### Request
Reproduce all of the data below word for word, leaving out the pictures.

### Records to process

+===+

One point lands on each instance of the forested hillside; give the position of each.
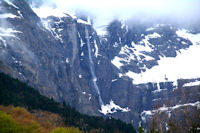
(14, 92)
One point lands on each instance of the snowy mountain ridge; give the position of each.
(120, 74)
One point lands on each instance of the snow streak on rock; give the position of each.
(112, 108)
(94, 78)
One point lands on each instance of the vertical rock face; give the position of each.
(65, 59)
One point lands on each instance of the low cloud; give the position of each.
(104, 11)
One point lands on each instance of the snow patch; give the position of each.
(116, 62)
(8, 15)
(10, 3)
(185, 65)
(167, 109)
(112, 108)
(67, 60)
(96, 49)
(195, 83)
(80, 76)
(83, 22)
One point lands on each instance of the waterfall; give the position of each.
(94, 78)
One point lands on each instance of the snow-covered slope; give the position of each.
(124, 71)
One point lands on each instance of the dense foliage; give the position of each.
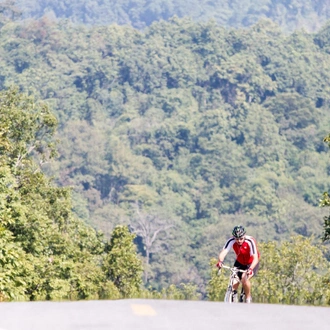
(290, 14)
(179, 132)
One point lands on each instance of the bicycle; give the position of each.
(230, 297)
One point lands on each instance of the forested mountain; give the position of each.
(290, 14)
(183, 130)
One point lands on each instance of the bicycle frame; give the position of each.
(233, 279)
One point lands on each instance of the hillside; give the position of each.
(289, 14)
(182, 130)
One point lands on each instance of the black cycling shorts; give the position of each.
(245, 267)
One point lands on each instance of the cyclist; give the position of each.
(247, 258)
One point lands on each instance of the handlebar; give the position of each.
(232, 269)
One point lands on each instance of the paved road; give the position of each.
(159, 314)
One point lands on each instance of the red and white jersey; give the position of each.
(244, 252)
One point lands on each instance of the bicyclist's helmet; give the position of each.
(238, 231)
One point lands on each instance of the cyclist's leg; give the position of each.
(247, 284)
(239, 266)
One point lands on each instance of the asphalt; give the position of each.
(159, 314)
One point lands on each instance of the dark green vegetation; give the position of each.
(180, 132)
(45, 251)
(290, 14)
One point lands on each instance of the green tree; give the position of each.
(121, 263)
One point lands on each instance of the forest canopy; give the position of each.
(179, 131)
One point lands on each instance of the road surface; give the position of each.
(141, 314)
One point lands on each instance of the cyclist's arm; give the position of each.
(226, 249)
(223, 254)
(255, 261)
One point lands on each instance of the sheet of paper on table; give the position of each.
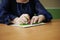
(29, 25)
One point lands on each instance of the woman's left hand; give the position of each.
(38, 19)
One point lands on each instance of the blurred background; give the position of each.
(53, 6)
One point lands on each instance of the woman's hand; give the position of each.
(38, 19)
(23, 19)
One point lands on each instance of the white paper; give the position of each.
(17, 25)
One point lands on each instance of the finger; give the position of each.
(26, 16)
(41, 18)
(32, 20)
(35, 20)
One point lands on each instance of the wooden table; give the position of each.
(50, 31)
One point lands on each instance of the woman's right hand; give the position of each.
(23, 19)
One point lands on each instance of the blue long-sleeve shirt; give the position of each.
(10, 9)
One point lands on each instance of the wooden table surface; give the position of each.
(49, 31)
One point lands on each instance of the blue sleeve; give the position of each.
(5, 15)
(40, 10)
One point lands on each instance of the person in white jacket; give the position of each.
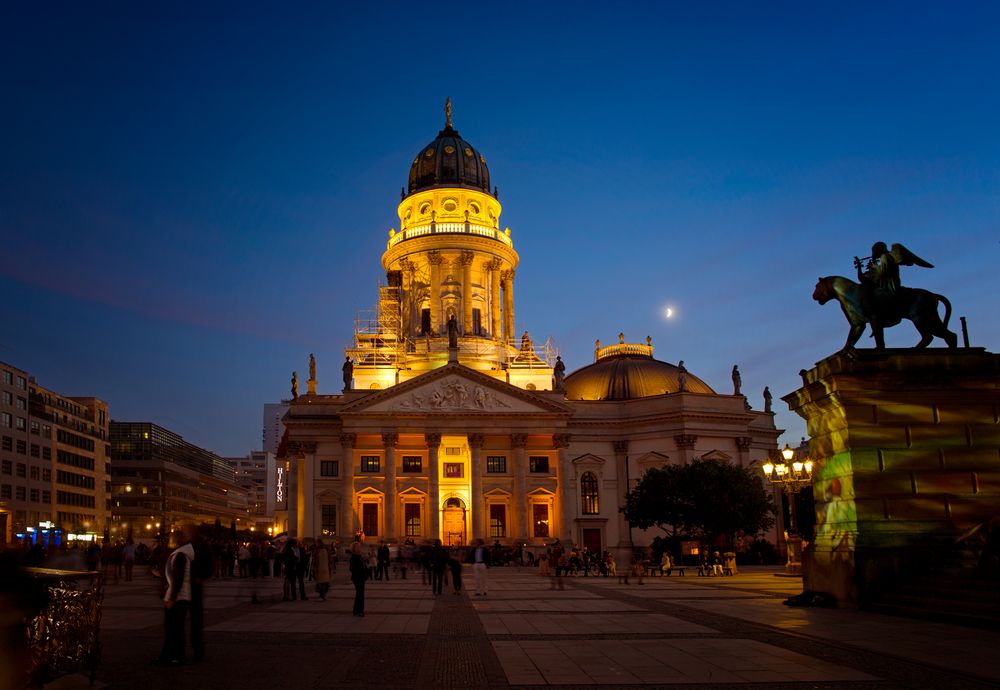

+===+

### Response
One point lands on each instance of the forested hillside; give the position of each.
(14, 92)
One point lands on each instance of the snowy mountain ridge; give the position of each.
(120, 74)
One point lands on each instance of the snow streak on rock; give the position of each.
(112, 108)
(94, 78)
One point lands on each instance of the vertical rock face; give the position of each.
(65, 59)
One point lands on each instance of the low cloud; give the position of each.
(104, 11)
One point lands on each instance of the snow patch; give the position of each.
(116, 62)
(8, 15)
(10, 3)
(185, 65)
(167, 109)
(112, 108)
(67, 60)
(96, 49)
(195, 83)
(80, 76)
(83, 22)
One point lands on each instance of the waterfall; give the position of each.
(94, 78)
One point lands on each instance of the snow-covered slope; give the position of each.
(124, 71)
One point lands on each instance of the dense foliage; give the position of each.
(290, 14)
(179, 132)
One point lands on each instance of the bicycle; give the position of each.
(230, 297)
One point lands on each instance of the forested mountain; give the position of each.
(290, 14)
(183, 130)
One point lands on each instance of the bicycle frame; give the position of each.
(233, 279)
One point lands on each instance of the hillside; give the position of each.
(289, 14)
(182, 130)
One point lands on each instance of the black cycling shorts; give the position of each.
(245, 267)
One point lands on each instance of the cyclist; give the position of each.
(247, 258)
One point lands on each instance of the handlebar; give the position of each.
(232, 269)
One point lands on each instance of the paved road; give the position of each.
(159, 314)
One point lands on each instance of the red and white jersey; give the position of each.
(244, 252)
One point lands on each instance of the bicyclist's helmet; give the position of each.
(238, 231)
One point lands on each instance of the cyclist's leg; give the position of each.
(247, 284)
(239, 266)
One point lands on each instance of the asphalt; give the position of each.
(159, 314)
One point lands on each instance of the dark green vegetation; give the position of each.
(180, 132)
(45, 251)
(290, 14)
One point lands on each instance of the green tree; give the position of each.
(121, 263)
One point lands on each instance of the forest canopy; give the position of each.
(179, 131)
One point lands on each instance of the road surface; give the position of each.
(141, 314)
One point lands on each instance of the cyclist's arm; give the position of each.
(226, 249)
(223, 254)
(255, 261)
One point lands on each instance of the sheet of paper on table; give the position of each.
(29, 25)
One point lands on each instance of the woman's left hand; give the position of each.
(38, 19)
One point lands on each instance of the blurred background; give the position of each.
(53, 6)
One point lands on each instance of the woman's hand; give the position of each.
(38, 19)
(23, 19)
One point lands on each instance of the white paper; give the position of each.
(17, 25)
One point lands on each instance of the finger; give the position of each.
(26, 16)
(41, 18)
(32, 20)
(35, 20)
One point lands on each instance of the wooden table; give the position of each.
(50, 31)
One point lands on each instance of the woman's right hand; give the position of each.
(23, 19)
One point lands on each instance of the blue long-sleeve shirt; give the position of each.
(10, 9)
One point lands on each instance of the wooden table surface; give the position of each.
(49, 31)
One point lands on each instance of the blue sleeve; give the position of each.
(5, 15)
(40, 10)
One point lands on each instance of the person in white jacket; give the position of each.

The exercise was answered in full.